* Start Page *

TNSAE Bylaws

Article I Name, Jurisdiction, and Purpose

Section 1. Name and Jurisdiction. The name of the corporation shall be the Tennessee Society of Association Executives, hereinafter referred to as the Society. The Society shall be a not-for-profit corporation in the State of Tennessee.
Section 2. Purpose. The purpose of the Tennessee Society of Association Executives is to provide professional and personal growth opportunities for association executives.

Article II Membership

Section 1. Classes and Definitions. Membership in the Society shall consist of five classes: (1) Regular members, (2) Affiliate members, (3) Student members, (4) Retired Members, and (5) Associate members. Each class is defined as follows:
(A) A Regular member shall be an individual who is employed as staff of a local, state, regional, national, or international association.
(B) An Affiliate member shall be an individual who is employed less than full time as an association manager.
(C) A Student member shall be an individual who is enrolled as a full-time student in a college or university in Tennessee.

* End Page *

→ Exercise set:
A. Filter the listing below, copying out each line that contains the string "shown".
B. Proceed with the TNSAE bylaws above, continuing on from their last line.

* Start Materials provided *

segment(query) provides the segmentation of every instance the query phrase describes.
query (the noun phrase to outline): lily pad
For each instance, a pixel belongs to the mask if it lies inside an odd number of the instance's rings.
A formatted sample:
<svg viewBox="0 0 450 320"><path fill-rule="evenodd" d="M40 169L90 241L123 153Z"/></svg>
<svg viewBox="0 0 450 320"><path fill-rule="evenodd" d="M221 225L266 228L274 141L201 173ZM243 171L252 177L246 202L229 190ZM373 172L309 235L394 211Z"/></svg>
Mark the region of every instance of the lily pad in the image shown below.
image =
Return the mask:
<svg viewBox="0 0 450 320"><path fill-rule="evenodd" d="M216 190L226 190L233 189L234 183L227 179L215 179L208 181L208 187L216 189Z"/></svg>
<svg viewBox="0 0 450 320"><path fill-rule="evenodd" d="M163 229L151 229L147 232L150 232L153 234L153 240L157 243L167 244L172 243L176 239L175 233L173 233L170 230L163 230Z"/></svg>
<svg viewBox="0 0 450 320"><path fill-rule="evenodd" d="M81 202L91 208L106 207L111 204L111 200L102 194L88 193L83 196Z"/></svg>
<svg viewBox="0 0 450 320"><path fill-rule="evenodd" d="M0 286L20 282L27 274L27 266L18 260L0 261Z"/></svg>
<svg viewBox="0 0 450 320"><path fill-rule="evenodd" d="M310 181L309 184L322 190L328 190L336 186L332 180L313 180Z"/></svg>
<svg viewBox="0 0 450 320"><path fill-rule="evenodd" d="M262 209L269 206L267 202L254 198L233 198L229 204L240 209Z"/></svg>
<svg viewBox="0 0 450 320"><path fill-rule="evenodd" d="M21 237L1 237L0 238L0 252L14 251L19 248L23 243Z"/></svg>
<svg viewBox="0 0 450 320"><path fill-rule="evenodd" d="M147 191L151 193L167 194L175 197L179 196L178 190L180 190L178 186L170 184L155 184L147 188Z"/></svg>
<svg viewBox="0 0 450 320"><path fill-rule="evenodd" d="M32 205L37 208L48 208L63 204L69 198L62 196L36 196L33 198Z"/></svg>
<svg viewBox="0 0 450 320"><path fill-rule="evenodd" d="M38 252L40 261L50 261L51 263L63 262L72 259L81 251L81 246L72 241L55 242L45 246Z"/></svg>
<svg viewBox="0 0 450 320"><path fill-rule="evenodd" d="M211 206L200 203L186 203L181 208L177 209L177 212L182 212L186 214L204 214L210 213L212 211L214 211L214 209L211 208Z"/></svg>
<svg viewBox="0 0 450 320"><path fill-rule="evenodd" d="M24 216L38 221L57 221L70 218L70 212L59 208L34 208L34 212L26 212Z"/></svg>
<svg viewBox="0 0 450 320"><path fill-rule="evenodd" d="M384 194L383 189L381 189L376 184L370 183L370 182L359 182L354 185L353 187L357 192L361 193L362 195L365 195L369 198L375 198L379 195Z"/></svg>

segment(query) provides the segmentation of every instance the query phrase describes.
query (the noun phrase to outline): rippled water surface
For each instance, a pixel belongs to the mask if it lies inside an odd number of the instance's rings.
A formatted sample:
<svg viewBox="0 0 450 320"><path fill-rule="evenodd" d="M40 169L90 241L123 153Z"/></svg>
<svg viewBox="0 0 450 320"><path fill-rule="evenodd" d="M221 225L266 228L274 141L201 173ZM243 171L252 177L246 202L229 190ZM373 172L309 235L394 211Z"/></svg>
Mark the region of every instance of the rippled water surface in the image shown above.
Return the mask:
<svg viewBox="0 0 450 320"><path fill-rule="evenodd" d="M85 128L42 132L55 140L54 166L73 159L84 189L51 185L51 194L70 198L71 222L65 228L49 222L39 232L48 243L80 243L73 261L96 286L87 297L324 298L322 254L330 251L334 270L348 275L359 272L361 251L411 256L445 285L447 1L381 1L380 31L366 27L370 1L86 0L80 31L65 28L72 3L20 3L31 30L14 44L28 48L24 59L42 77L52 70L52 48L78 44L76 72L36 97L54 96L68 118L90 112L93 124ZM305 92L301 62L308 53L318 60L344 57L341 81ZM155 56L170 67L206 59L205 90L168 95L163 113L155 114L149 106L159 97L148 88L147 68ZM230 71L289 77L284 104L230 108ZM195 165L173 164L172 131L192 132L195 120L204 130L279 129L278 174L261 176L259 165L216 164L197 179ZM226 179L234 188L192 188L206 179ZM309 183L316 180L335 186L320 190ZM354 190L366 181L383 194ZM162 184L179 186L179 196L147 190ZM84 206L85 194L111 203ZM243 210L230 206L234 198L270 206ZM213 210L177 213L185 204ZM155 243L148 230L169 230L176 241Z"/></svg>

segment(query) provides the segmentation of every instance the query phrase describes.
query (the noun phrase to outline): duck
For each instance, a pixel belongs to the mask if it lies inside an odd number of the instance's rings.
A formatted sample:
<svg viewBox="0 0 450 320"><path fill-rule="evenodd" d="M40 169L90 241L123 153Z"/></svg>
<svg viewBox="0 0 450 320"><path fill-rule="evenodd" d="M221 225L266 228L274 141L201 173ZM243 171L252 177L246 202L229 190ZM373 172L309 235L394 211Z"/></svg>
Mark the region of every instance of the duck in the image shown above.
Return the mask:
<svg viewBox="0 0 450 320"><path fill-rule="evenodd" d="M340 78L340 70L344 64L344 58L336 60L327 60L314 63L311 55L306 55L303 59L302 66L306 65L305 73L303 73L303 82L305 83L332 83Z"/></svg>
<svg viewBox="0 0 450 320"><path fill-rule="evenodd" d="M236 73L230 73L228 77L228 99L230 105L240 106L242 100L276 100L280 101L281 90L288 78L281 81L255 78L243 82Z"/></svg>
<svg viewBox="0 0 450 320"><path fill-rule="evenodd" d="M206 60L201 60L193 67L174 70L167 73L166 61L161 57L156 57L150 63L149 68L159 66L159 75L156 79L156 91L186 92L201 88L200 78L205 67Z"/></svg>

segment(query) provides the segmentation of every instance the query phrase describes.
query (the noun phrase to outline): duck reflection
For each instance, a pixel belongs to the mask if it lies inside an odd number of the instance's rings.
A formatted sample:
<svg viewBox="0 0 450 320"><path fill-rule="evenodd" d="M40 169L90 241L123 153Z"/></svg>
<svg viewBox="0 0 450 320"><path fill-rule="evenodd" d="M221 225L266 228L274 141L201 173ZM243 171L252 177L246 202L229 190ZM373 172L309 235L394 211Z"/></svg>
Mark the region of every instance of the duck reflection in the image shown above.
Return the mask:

* End Materials provided *

→ Outputs for the tasks:
A.
Mark the region of every instance of the lily pad in the image shown below.
Mark the region of every instance of the rippled water surface in the image shown above.
Mark the region of every instance of the duck in the image shown above.
Mark the region of every instance of the duck reflection in the image shown above.

B.
(D) A Retired member shall be an individual who is retired from employment as staff of a local, state, regional, national, or international association.
(E) An Associate member shall be an individual who officially represents a company or other business enterprise engaged in selling or otherwise providing products or services to associations.

Section 2. Applications. All applications for membership in the Society shall be submitted to the Executive Director on forms provided by the Society.

Section 3. Membership Meetings.
(A) The annual business meeting of the Society shall be held at such place and on such dates as determined by the Board of Directors. The annual meeting must be held by January 31.
(B) Special membership meetings of the Society may be called upon written request of a majority of the Board of Directors, on such date and at such place as the Board may designate.
(C) The notice of any special membership meeting shall be by mail/email and shall state the purpose, time, and place of the meeting, and shall be issued at least thirty (30) days in advance of such meeting, but no more than sixty (60) days in advance of such meeting.
Section 4. General.
(A) Only the Regular members of the Society shall be entitled to vote and hold elective office.
(B) Members shall abide by and support the Bylaws and any policies and procedures of the Society.

Article III Dues

Section 1. Membership Dues. The annual dues for each class of membership defined in Article II, Section 1 of these Bylaws shall be determined annually by the Board of Directors at any regular meeting of the Board, but not less than sixty (60) days in advance of the first day of the fiscal year for which annual dues are being established.

Section 2. Dues Payable—Manner and Time.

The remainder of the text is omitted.